Папа родился в августе 1902 года на Украине, – насколько я знаю, в городе Екатеринославе.

Маму звали Бела Ильинична. Она родилась в 1903 году в Белоруссии, в городе Кричеве. Умерла мама очень рано, от рака, когда мне было восемнадцать лет. Это случилось 7 января 1949 года в Москве, когда я училась на первом курсе института.

Я поступила на исторический факультет педагогического института. Хотела в университет, конечно. Школу окончила в 1948 году, и надо знать, какая погромная была в то время обстановка в стране. В приёмной комиссии университета молодой человек мне сказал: «Вы не пройдёте, вам не стоит подавать документы». Я смиренно забрала свои бумаги. «Ну, и куда вы собираетесь идти?» – поинтересовался он. А в Москве было три педагогических института: государственный, областной и городской имени Потёмкина, который готовил учителей для Москвы. Я говорю: «В Потёмкина я пойду». – «Ага! – воскликнул молодой человек. – Вы хотите остаться в Москве!»

Лина (слева) и Таня Бутковская в год окончания школы, 1948
Лина (слева) и Таня Бутковская в год окончания школы, 1948

В городском педагогическом конкурс был двадцать человек на место. Многие бывшие фронтовики, хотевшие получить высшее образование, выбирали исторический факультет. Всё позабыв за годы войны, в особенности математику и физику, они считали, что истфак – это самоё лёгкое дело. У них были льготы, им было достаточно всё сдать на тройку, чтобы поступить. Но большинство проваливалось на сочинении, наделав кучу ошибок. Я – прошла, к великой радости моей мамы, дни которой были уже сочтены.

Мне очень повезло, потому что на нашем факультете оказалось много замечательных ребят, которых, как и меня, не приняли в университет из-за еврейского происхождения. К тому же после женской школы (тогда было раздельное обучение в школах) учиться с ребятами было замечательно.

А это были страшные годы в стране: гонения на писателей, учёных, антисемитская кампания. Всё это прошло через наши ум и сердце. Мы были в курсе всего. Мы, например, ходили в Институт истории, где обсуждалась книга В. Тарле о Наполеоне. Его шельмовали: как он смел назвать в своей книге великим полководцем Наполеона, когда великим, конечно, был только Кутузов!

Мы учились ещё на первом курсе, когда к нам пришла декан факультета и пригласила на заседание, на котором обсуждали работу двух кафедр: русской и зарубежной литературы. Я вместе с некоторыми другими ребятами пришла и видела, как шельмовали знаменитого пушкиниста С. Бонди, который работал в нашем институте. Его обвиняли в том, что он посмел написать о влиянии на Пушкина английских и немецких романтиков. Не забуду, как он оправдывался и как сходил с трибуны, опустив плечи. В президиуме сидел заведующий кафедрой философии Шишкин. Он произнёс вслед учёному: «Ничего вы не поняли, товарищ Бонди!» Мы, студенты, ухитрились занять вначале передние места, откуда нас прогнал директор института. Из зала мы не ушли, а расселись на подоконниках и были всему этому свидетелями.

-- Требования к заданиям --
1. Продублируйте без изменений фрагмент воспоминаний от «В городском педагогическом» до «ребятами было замечательно.».
2. Изложите содержание воспоминаний в двух предложениях.

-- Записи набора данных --
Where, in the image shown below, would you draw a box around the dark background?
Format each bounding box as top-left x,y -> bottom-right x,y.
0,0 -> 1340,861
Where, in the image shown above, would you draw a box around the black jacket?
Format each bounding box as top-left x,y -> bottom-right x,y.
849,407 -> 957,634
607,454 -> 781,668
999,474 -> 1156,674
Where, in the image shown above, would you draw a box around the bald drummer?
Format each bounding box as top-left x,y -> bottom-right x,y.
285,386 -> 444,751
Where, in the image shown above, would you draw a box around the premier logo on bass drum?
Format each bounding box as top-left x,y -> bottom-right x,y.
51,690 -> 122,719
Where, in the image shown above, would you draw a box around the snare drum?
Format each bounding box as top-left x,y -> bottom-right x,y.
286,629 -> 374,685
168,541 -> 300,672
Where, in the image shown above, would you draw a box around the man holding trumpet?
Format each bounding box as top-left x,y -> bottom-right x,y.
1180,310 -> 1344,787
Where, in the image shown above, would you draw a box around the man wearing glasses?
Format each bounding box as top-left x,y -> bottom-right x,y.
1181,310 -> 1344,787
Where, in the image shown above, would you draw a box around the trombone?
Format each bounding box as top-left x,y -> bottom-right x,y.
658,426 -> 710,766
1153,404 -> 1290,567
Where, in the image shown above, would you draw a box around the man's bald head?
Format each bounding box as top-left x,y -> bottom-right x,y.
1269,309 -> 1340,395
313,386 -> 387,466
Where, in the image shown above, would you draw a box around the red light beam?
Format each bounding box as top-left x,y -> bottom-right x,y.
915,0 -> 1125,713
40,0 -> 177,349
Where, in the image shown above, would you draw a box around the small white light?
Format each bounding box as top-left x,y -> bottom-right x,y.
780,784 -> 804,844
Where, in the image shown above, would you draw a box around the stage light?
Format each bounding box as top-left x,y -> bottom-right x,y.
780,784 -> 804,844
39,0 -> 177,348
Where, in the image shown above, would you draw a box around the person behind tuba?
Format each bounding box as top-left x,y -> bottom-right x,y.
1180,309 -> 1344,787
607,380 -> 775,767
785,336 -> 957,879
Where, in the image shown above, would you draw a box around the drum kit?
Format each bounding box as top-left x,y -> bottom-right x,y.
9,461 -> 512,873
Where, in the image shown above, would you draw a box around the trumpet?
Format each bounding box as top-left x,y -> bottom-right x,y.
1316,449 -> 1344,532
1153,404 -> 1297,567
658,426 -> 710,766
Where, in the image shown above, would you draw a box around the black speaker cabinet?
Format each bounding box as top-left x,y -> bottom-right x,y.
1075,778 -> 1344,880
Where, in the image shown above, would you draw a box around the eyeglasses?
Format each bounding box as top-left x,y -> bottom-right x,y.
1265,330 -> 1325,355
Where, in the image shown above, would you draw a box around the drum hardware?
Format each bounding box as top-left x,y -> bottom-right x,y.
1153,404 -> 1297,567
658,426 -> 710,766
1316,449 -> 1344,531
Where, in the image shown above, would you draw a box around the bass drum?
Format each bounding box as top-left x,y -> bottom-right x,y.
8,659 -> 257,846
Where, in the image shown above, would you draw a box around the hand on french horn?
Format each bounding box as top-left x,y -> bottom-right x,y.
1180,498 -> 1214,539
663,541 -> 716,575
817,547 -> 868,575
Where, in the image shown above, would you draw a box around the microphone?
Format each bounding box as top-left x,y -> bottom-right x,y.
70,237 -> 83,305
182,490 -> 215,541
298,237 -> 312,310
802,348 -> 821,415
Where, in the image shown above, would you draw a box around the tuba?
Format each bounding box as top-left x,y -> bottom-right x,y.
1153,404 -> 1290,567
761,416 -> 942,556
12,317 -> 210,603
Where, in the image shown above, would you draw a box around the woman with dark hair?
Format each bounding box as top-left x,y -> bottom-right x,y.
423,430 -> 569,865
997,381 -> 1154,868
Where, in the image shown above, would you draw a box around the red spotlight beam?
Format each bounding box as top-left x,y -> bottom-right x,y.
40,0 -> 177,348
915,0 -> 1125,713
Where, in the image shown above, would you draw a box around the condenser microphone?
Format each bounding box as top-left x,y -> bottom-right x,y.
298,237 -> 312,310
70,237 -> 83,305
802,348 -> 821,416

-- Ответы к заданиям --
1.
В городском педагогическом конкурс был двадцать человек на место. Многие бывшие фронтовики, хотевшие получить высшее образование, выбирали исторический факультет. Всё позабыв за годы войны, в особенности математику и физику, они считали, что истфак – это самоё лёгкое дело. У них были льготы, им было достаточно всё сдать на тройку, чтобы поступить. Но большинство проваливалось на сочинении, наделав кучу ошибок. Я – прошла, к великой радости моей мамы, дни которой были уже сочтены.

Мне очень повезло, потому что на нашем факультете оказалось много замечательных ребят, которых, как и меня, не приняли в университет из-за еврейского происхождения. К тому же после женской школы (тогда было раздельное обучение в школах) учиться с ребятами было замечательно.

2. Окончив школу в 1948 году, автор воспоминаний забрала документы из приёмной комиссии университета после слов о том, что не пройдёт, и поступила на исторический факультет городского педагогического института, где конкурс был двадцать человек на место; мать её умерла 7 января 1949 года. На факультете училось много ребят, которых тоже не приняли в университет из-за еврейского происхождения, и в те страшные годы студенты были свидетелями того, как шельмовали учёных, в том числе пушкиниста С. Бонди.